>> START Dataset rows

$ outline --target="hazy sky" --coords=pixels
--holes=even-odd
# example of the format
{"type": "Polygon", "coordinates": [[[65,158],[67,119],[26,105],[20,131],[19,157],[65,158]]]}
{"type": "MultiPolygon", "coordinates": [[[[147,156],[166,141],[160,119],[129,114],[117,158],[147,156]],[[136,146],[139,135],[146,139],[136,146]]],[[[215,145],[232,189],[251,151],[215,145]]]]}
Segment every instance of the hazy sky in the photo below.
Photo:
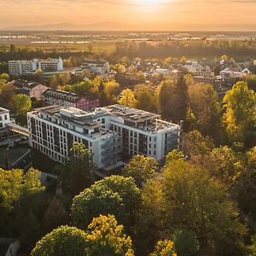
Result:
{"type": "Polygon", "coordinates": [[[0,28],[99,23],[103,29],[256,30],[256,0],[0,0],[0,28]]]}

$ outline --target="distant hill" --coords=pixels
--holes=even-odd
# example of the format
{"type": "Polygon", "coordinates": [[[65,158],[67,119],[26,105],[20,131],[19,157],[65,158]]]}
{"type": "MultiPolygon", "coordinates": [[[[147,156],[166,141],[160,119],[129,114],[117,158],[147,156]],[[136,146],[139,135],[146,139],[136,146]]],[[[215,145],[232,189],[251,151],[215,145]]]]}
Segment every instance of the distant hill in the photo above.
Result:
{"type": "Polygon", "coordinates": [[[29,26],[14,26],[0,28],[2,31],[110,31],[122,30],[127,27],[127,25],[117,22],[99,22],[87,25],[76,25],[72,23],[44,24],[44,25],[29,25],[29,26]]]}

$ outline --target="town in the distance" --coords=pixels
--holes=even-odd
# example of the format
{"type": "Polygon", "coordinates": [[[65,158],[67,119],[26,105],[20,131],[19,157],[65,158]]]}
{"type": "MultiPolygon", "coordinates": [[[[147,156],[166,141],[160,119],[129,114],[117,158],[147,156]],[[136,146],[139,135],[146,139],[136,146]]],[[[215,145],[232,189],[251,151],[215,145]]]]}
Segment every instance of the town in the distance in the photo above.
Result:
{"type": "Polygon", "coordinates": [[[255,255],[256,34],[63,34],[0,32],[0,255],[255,255]]]}

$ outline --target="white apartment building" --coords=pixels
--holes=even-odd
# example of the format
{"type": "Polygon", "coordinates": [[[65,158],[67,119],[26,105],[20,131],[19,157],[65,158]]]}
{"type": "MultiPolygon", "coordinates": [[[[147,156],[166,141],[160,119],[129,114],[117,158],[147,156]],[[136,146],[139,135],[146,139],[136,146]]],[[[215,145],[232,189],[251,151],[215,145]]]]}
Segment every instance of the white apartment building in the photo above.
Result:
{"type": "Polygon", "coordinates": [[[7,128],[7,125],[10,122],[9,110],[0,108],[0,129],[7,128]]]}
{"type": "Polygon", "coordinates": [[[159,117],[120,105],[91,113],[45,107],[27,113],[30,145],[64,162],[73,143],[80,142],[93,152],[96,166],[105,170],[138,154],[161,160],[177,147],[180,127],[159,117]]]}
{"type": "Polygon", "coordinates": [[[109,73],[110,65],[106,61],[87,60],[82,63],[81,69],[85,69],[91,73],[103,76],[109,73]]]}
{"type": "Polygon", "coordinates": [[[96,122],[93,113],[51,106],[28,113],[27,122],[30,145],[54,160],[65,162],[70,148],[78,142],[91,150],[97,168],[108,170],[120,164],[118,135],[96,122]]]}
{"type": "Polygon", "coordinates": [[[61,57],[58,59],[46,59],[32,61],[9,61],[9,73],[11,75],[26,75],[34,73],[37,69],[43,72],[63,70],[63,61],[61,57]]]}
{"type": "Polygon", "coordinates": [[[120,105],[96,111],[101,109],[108,113],[106,128],[120,137],[124,160],[143,154],[160,161],[178,146],[180,126],[161,120],[158,114],[120,105]]]}

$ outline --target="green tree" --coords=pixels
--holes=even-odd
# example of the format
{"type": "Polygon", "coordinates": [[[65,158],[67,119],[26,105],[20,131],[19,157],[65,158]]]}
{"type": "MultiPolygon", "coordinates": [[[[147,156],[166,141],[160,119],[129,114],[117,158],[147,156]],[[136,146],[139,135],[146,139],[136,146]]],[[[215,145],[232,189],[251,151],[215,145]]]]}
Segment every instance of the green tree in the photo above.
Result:
{"type": "Polygon", "coordinates": [[[83,191],[93,183],[95,168],[92,153],[83,143],[73,143],[61,170],[63,189],[73,195],[83,191]]]}
{"type": "Polygon", "coordinates": [[[5,83],[7,83],[9,79],[9,75],[6,73],[3,73],[0,74],[0,80],[3,80],[5,83]]]}
{"type": "Polygon", "coordinates": [[[0,169],[0,234],[20,237],[26,247],[41,236],[39,217],[45,199],[40,173],[29,169],[0,169]]]}
{"type": "Polygon", "coordinates": [[[179,256],[199,255],[198,241],[194,232],[177,230],[172,236],[175,251],[179,256]]]}
{"type": "Polygon", "coordinates": [[[131,89],[125,89],[121,92],[120,99],[118,103],[123,106],[135,108],[137,100],[135,99],[133,91],[131,89]]]}
{"type": "Polygon", "coordinates": [[[255,256],[256,255],[256,235],[252,236],[252,244],[247,247],[248,248],[248,256],[255,256]]]}
{"type": "Polygon", "coordinates": [[[125,166],[123,175],[132,177],[137,185],[142,187],[144,182],[156,176],[157,169],[158,163],[154,158],[137,154],[125,166]]]}
{"type": "Polygon", "coordinates": [[[120,92],[120,85],[114,80],[105,83],[104,93],[106,95],[106,102],[104,104],[116,103],[117,96],[120,92]]]}
{"type": "Polygon", "coordinates": [[[13,85],[0,84],[0,106],[14,111],[15,108],[14,103],[15,88],[13,85]]]}
{"type": "Polygon", "coordinates": [[[83,256],[86,233],[74,227],[61,226],[47,234],[31,253],[31,256],[83,256]]]}
{"type": "Polygon", "coordinates": [[[164,66],[165,67],[170,67],[170,66],[172,64],[172,59],[171,57],[166,58],[164,60],[164,66]]]}
{"type": "Polygon", "coordinates": [[[179,159],[183,159],[184,157],[184,154],[182,151],[177,149],[173,149],[172,151],[169,152],[166,156],[166,166],[168,166],[173,160],[177,160],[179,159]]]}
{"type": "Polygon", "coordinates": [[[113,69],[119,74],[124,74],[125,73],[125,67],[119,63],[115,64],[113,69]]]}
{"type": "Polygon", "coordinates": [[[177,256],[173,241],[170,240],[159,241],[150,256],[177,256]]]}
{"type": "Polygon", "coordinates": [[[213,148],[207,158],[206,167],[211,175],[222,183],[231,186],[243,171],[246,163],[243,157],[228,146],[213,148]]]}
{"type": "Polygon", "coordinates": [[[240,208],[256,219],[256,169],[245,169],[231,189],[240,208]]]}
{"type": "Polygon", "coordinates": [[[43,218],[43,226],[45,232],[49,232],[58,226],[65,224],[68,221],[68,212],[65,209],[62,202],[57,199],[53,198],[43,218]]]}
{"type": "Polygon", "coordinates": [[[164,119],[174,122],[185,119],[188,108],[188,89],[183,77],[177,84],[172,80],[161,83],[159,102],[164,119]]]}
{"type": "Polygon", "coordinates": [[[15,95],[14,103],[16,108],[16,113],[20,115],[25,115],[32,108],[31,98],[25,94],[15,95]]]}
{"type": "Polygon", "coordinates": [[[212,85],[203,83],[191,84],[189,96],[198,129],[204,135],[218,137],[221,131],[220,105],[212,85]]]}
{"type": "Polygon", "coordinates": [[[181,160],[172,161],[164,170],[162,188],[169,212],[166,224],[195,232],[201,253],[244,253],[246,229],[234,203],[204,169],[181,160]]]}
{"type": "Polygon", "coordinates": [[[224,98],[224,120],[230,142],[252,141],[256,129],[256,93],[237,82],[224,98]]]}
{"type": "Polygon", "coordinates": [[[141,202],[140,190],[131,177],[111,176],[96,182],[73,200],[73,223],[84,228],[100,214],[113,214],[127,230],[132,229],[141,202]]]}
{"type": "Polygon", "coordinates": [[[155,109],[154,98],[148,90],[139,90],[137,95],[137,105],[138,109],[154,111],[155,109]]]}
{"type": "Polygon", "coordinates": [[[213,148],[212,140],[208,137],[203,137],[197,130],[188,132],[182,141],[183,151],[195,160],[201,160],[202,156],[210,153],[213,148]]]}
{"type": "Polygon", "coordinates": [[[247,152],[248,167],[256,170],[256,146],[247,152]]]}
{"type": "Polygon", "coordinates": [[[124,234],[113,215],[94,218],[87,230],[86,255],[134,255],[131,239],[124,234]]]}
{"type": "Polygon", "coordinates": [[[222,61],[229,61],[229,57],[228,57],[226,55],[223,55],[220,57],[220,59],[221,59],[222,61]]]}

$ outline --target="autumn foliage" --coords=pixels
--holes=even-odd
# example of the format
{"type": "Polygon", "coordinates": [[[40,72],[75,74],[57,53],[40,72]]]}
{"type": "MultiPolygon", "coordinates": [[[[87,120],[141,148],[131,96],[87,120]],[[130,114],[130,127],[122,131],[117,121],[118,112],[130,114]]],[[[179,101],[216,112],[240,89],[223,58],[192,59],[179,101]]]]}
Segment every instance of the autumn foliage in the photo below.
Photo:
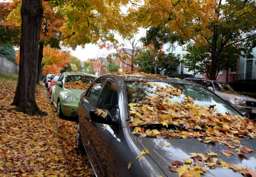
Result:
{"type": "Polygon", "coordinates": [[[75,121],[58,118],[44,87],[37,88],[36,100],[47,116],[9,110],[16,84],[0,79],[0,176],[94,176],[78,153],[75,121]]]}
{"type": "Polygon", "coordinates": [[[43,74],[60,73],[63,67],[68,67],[70,57],[70,52],[63,52],[61,50],[56,50],[47,46],[43,50],[43,58],[42,61],[43,74]]]}

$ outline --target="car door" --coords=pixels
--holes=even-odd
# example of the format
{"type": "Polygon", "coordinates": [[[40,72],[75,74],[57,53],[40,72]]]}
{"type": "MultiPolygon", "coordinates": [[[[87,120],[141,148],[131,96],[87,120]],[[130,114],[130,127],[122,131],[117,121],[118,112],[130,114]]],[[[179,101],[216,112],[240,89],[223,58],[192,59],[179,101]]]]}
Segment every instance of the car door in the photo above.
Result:
{"type": "Polygon", "coordinates": [[[58,86],[57,84],[55,86],[55,89],[54,91],[54,97],[53,97],[54,101],[54,101],[54,103],[55,103],[56,105],[58,103],[58,98],[60,95],[60,92],[63,89],[64,78],[65,78],[65,74],[63,74],[62,76],[60,76],[60,79],[58,81],[61,81],[63,83],[62,86],[58,86]]]}
{"type": "MultiPolygon", "coordinates": [[[[91,161],[97,162],[97,164],[95,168],[97,168],[97,171],[100,169],[102,175],[108,176],[106,169],[107,159],[110,153],[109,145],[113,136],[112,127],[114,125],[94,122],[90,115],[91,110],[97,108],[107,110],[112,118],[118,118],[118,116],[114,116],[118,115],[117,84],[112,79],[105,80],[105,84],[103,81],[104,79],[97,79],[87,96],[82,98],[82,100],[84,100],[82,109],[86,113],[82,113],[84,118],[80,118],[80,122],[81,122],[80,126],[84,131],[88,144],[84,144],[84,145],[87,146],[86,148],[90,149],[87,151],[90,154],[88,154],[90,159],[91,159],[91,161]],[[102,89],[101,89],[102,87],[102,89]]],[[[81,115],[81,110],[79,111],[79,114],[81,115]]],[[[82,135],[81,137],[82,138],[82,135]]]]}

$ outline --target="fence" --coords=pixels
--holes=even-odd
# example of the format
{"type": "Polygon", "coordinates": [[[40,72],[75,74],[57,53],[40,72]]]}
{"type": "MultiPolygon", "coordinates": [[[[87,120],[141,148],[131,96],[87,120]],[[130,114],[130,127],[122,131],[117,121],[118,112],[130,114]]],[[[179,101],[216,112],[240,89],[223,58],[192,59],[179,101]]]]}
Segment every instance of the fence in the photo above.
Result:
{"type": "Polygon", "coordinates": [[[18,65],[0,55],[0,74],[18,74],[18,65]]]}

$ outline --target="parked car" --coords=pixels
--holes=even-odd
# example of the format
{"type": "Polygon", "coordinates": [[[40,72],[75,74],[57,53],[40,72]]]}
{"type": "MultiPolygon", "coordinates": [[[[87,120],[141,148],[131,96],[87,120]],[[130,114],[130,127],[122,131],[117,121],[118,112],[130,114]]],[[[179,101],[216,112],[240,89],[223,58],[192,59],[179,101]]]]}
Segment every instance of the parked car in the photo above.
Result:
{"type": "Polygon", "coordinates": [[[80,100],[77,144],[96,176],[242,176],[245,166],[255,170],[256,126],[220,97],[188,81],[117,74],[97,78],[80,100]],[[246,158],[222,153],[245,146],[254,149],[246,158]]]}
{"type": "Polygon", "coordinates": [[[78,100],[81,93],[96,78],[84,73],[63,73],[56,85],[51,88],[50,100],[60,117],[77,115],[78,100]]]}
{"type": "Polygon", "coordinates": [[[235,93],[228,84],[205,79],[186,78],[185,79],[196,82],[214,91],[245,116],[249,117],[250,115],[251,118],[256,116],[256,99],[235,93]]]}
{"type": "Polygon", "coordinates": [[[51,88],[56,85],[58,80],[59,79],[60,76],[60,74],[58,74],[54,76],[54,77],[53,78],[53,80],[51,80],[50,84],[49,84],[49,96],[50,98],[51,97],[51,88]]]}
{"type": "Polygon", "coordinates": [[[48,84],[49,84],[49,83],[51,81],[51,80],[53,79],[54,75],[55,75],[55,74],[48,74],[46,75],[46,87],[47,88],[49,88],[48,84]]]}

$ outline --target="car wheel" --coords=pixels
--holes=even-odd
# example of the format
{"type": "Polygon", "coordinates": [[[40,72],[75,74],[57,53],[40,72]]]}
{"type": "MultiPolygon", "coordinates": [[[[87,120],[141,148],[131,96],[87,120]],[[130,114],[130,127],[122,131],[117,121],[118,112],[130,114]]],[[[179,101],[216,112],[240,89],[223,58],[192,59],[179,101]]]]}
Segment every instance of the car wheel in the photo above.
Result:
{"type": "Polygon", "coordinates": [[[52,104],[53,104],[53,94],[50,94],[50,102],[52,103],[52,104]]]}
{"type": "Polygon", "coordinates": [[[62,118],[63,115],[61,111],[60,101],[58,100],[57,103],[57,113],[60,118],[62,118]]]}
{"type": "Polygon", "coordinates": [[[78,150],[82,153],[85,153],[85,151],[82,144],[79,122],[78,122],[78,126],[77,126],[76,143],[77,143],[77,146],[78,147],[78,150]]]}

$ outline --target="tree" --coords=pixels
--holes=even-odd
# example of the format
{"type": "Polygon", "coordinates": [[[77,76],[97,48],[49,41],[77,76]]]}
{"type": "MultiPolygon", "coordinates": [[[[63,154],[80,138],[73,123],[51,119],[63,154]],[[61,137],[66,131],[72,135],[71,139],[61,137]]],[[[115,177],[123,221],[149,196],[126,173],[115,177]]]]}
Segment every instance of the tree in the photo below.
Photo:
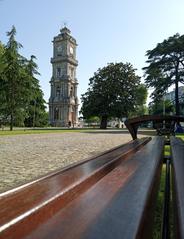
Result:
{"type": "Polygon", "coordinates": [[[24,120],[24,124],[27,127],[40,127],[48,123],[48,114],[45,111],[46,106],[43,92],[40,88],[39,80],[35,77],[35,75],[39,75],[35,60],[36,57],[32,55],[25,65],[25,70],[31,82],[31,97],[26,108],[26,117],[24,120]]]}
{"type": "Polygon", "coordinates": [[[13,26],[7,33],[9,40],[2,57],[3,70],[0,84],[1,113],[10,119],[10,130],[13,129],[16,115],[20,115],[30,96],[30,82],[23,67],[24,57],[18,52],[22,46],[15,40],[15,35],[16,29],[13,26]]]}
{"type": "Polygon", "coordinates": [[[110,63],[98,69],[89,79],[89,88],[82,95],[84,118],[98,116],[100,128],[107,127],[109,117],[125,117],[138,105],[140,77],[130,63],[110,63]]]}
{"type": "Polygon", "coordinates": [[[178,85],[184,83],[184,35],[175,34],[146,53],[149,66],[144,67],[145,83],[153,87],[152,97],[161,99],[175,85],[175,111],[180,114],[178,85]]]}
{"type": "Polygon", "coordinates": [[[35,56],[30,60],[19,54],[16,29],[7,33],[8,43],[0,44],[0,118],[16,126],[43,126],[48,122],[35,56]]]}
{"type": "Polygon", "coordinates": [[[147,96],[148,96],[148,90],[144,84],[140,84],[137,87],[137,101],[136,101],[136,107],[134,111],[130,112],[129,117],[136,117],[145,115],[148,112],[148,108],[146,106],[147,96]]]}
{"type": "Polygon", "coordinates": [[[170,115],[174,112],[174,105],[170,100],[157,100],[149,103],[149,114],[150,115],[170,115]]]}

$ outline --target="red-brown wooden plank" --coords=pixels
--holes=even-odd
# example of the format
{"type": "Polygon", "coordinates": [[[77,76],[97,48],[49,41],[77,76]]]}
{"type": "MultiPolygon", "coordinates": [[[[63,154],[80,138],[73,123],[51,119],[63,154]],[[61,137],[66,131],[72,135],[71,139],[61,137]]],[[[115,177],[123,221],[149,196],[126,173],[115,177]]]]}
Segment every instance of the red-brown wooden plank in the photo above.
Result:
{"type": "Polygon", "coordinates": [[[184,239],[184,142],[171,137],[176,238],[184,239]]]}
{"type": "Polygon", "coordinates": [[[162,138],[153,139],[57,213],[45,212],[36,229],[29,220],[0,238],[149,238],[163,146],[162,138]]]}
{"type": "Polygon", "coordinates": [[[12,231],[12,233],[16,231],[17,225],[20,227],[24,225],[24,229],[21,230],[32,230],[31,228],[66,206],[149,140],[150,138],[144,138],[132,141],[90,160],[1,194],[0,238],[4,238],[2,235],[5,231],[12,231]]]}

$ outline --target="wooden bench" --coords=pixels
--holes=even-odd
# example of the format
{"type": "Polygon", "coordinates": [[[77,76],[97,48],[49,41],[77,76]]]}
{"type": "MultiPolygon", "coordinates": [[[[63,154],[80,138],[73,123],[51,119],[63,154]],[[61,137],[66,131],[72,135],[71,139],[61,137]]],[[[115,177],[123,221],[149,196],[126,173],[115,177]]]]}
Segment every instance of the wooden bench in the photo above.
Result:
{"type": "Polygon", "coordinates": [[[164,138],[134,140],[0,195],[0,239],[151,238],[164,138]]]}
{"type": "Polygon", "coordinates": [[[176,238],[184,238],[184,142],[171,137],[176,238]]]}

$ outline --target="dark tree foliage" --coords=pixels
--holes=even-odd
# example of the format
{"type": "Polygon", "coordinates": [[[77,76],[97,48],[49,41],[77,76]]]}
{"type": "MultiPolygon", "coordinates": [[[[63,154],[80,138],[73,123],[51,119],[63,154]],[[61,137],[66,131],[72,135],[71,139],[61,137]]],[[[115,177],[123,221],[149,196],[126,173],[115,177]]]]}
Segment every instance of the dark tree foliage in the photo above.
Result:
{"type": "Polygon", "coordinates": [[[89,88],[81,98],[81,113],[84,118],[98,116],[100,128],[106,128],[109,117],[125,117],[136,110],[141,101],[139,86],[140,77],[130,63],[110,63],[89,79],[89,88]]]}
{"type": "Polygon", "coordinates": [[[2,121],[10,123],[10,130],[14,125],[24,125],[25,118],[31,114],[29,108],[33,100],[37,100],[37,105],[42,104],[45,113],[43,93],[34,77],[37,74],[34,56],[28,61],[19,54],[22,46],[15,35],[13,26],[7,33],[7,44],[0,45],[0,117],[2,121]]]}
{"type": "Polygon", "coordinates": [[[26,108],[26,117],[24,120],[24,124],[27,127],[40,127],[48,123],[48,114],[45,112],[46,102],[43,98],[43,92],[40,89],[39,80],[35,78],[35,75],[39,75],[39,72],[34,60],[36,60],[36,57],[32,55],[25,65],[31,82],[31,99],[26,108]]]}
{"type": "Polygon", "coordinates": [[[161,99],[171,85],[175,85],[175,111],[180,114],[178,85],[184,83],[184,35],[176,34],[148,50],[145,83],[154,88],[152,98],[161,99]]]}
{"type": "Polygon", "coordinates": [[[149,103],[150,115],[170,115],[174,112],[174,105],[169,100],[157,100],[149,103]]]}
{"type": "Polygon", "coordinates": [[[10,118],[10,130],[17,115],[22,116],[22,108],[29,102],[30,82],[23,67],[24,58],[19,54],[21,48],[15,40],[16,29],[7,33],[9,37],[2,57],[1,75],[1,112],[6,118],[10,118]]]}

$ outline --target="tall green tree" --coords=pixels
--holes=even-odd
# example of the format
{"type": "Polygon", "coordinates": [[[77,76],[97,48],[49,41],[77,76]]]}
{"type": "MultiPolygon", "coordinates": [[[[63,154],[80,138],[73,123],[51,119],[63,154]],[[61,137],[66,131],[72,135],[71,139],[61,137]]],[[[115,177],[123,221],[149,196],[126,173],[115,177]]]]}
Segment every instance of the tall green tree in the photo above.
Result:
{"type": "Polygon", "coordinates": [[[30,82],[23,67],[24,57],[19,54],[22,47],[15,39],[16,29],[7,33],[8,43],[2,57],[3,70],[0,84],[1,112],[10,120],[10,130],[17,115],[22,115],[22,109],[29,102],[30,82]]]}
{"type": "Polygon", "coordinates": [[[125,117],[136,109],[139,86],[140,77],[130,63],[110,63],[89,79],[89,88],[81,98],[81,113],[84,118],[98,116],[104,129],[109,117],[125,117]]]}
{"type": "Polygon", "coordinates": [[[46,113],[45,100],[43,98],[43,92],[39,85],[39,80],[36,75],[39,75],[38,66],[35,62],[36,57],[31,56],[30,60],[27,61],[25,69],[31,82],[30,102],[26,107],[26,117],[24,120],[25,126],[27,127],[40,127],[45,126],[48,123],[48,114],[46,113]]]}
{"type": "Polygon", "coordinates": [[[174,112],[174,105],[169,100],[155,100],[149,103],[148,106],[150,115],[170,115],[174,112]]]}
{"type": "Polygon", "coordinates": [[[184,83],[184,35],[175,34],[146,53],[149,65],[144,67],[145,83],[154,88],[152,97],[161,99],[175,85],[175,111],[180,114],[178,86],[184,83]]]}

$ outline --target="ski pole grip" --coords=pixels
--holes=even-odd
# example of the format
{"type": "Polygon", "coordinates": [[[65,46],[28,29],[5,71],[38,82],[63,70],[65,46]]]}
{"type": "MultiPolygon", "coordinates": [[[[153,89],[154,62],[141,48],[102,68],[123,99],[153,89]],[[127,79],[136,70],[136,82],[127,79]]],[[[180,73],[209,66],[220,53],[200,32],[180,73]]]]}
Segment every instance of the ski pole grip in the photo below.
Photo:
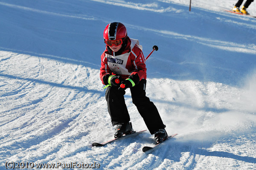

>> END Dataset rows

* Problem statement *
Please count the lines in the rows that contain the string "bench", treating uppercase and lowercase as different, and give only the number.

* Full response *
2